(Excerpt from a dataset)
────────

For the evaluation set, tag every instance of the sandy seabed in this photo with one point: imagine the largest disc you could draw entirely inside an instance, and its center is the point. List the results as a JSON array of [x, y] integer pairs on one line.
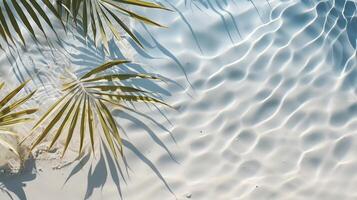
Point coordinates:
[[266, 98]]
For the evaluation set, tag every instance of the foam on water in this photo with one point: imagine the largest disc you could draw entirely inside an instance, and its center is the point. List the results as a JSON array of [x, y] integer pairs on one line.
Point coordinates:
[[266, 97]]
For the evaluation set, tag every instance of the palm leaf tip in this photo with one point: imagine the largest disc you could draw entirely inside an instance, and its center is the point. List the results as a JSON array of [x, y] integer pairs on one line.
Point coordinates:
[[88, 100], [10, 115], [101, 16]]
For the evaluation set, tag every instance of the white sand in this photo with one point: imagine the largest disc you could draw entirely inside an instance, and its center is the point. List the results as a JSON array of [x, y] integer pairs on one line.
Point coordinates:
[[270, 113]]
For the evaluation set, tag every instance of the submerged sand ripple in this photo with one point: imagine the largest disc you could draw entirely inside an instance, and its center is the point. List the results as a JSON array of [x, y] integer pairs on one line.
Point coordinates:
[[270, 112]]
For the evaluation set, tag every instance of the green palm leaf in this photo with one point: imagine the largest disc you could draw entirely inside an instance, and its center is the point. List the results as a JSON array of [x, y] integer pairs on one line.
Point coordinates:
[[9, 116], [26, 12], [95, 14], [86, 101]]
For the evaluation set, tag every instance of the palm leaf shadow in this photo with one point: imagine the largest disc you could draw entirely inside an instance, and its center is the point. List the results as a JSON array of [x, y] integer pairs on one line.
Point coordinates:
[[14, 184]]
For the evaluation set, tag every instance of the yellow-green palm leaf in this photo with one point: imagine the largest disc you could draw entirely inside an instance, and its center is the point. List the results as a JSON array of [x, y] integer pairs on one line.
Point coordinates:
[[95, 14], [28, 13], [11, 116], [85, 101]]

────────

• _Your instructions_: Could you rewrite only the records starting at the line that contains "For the evaluation set, tag every instance of the white" and ending at the line that contains "[[9, 116], [26, 12], [95, 14], [86, 101]]", increasing every point coordinate value by 141 and keeping all other text unchanged?

• _Answer below_:
For the evaluation set, tag every instance of the white sand in this photo with one point: imagine the largest disc you could draw entirely inside an instance, and its center is the point. List the results as a JSON array of [x, y] integer pairs on one line.
Point coordinates:
[[411, 254]]
For the evaluation set, tag every instance of the submerged sand ripple in this photo with one point: imagine the largest disc you could draw entirely inside an instance, and its center is the point. List the results as a JSON array of [x, y] integer pairs on one line.
Point coordinates:
[[411, 253]]
For the evaluation set, tag every instance of the green palm leaf in this photo with one point: imagine the largest disc you could draw entirely inside an instance, and its center is the point. List the results as a JSON array of [x, y] integer pairs on one line.
Point coordinates:
[[150, 257], [167, 153], [236, 155], [227, 242]]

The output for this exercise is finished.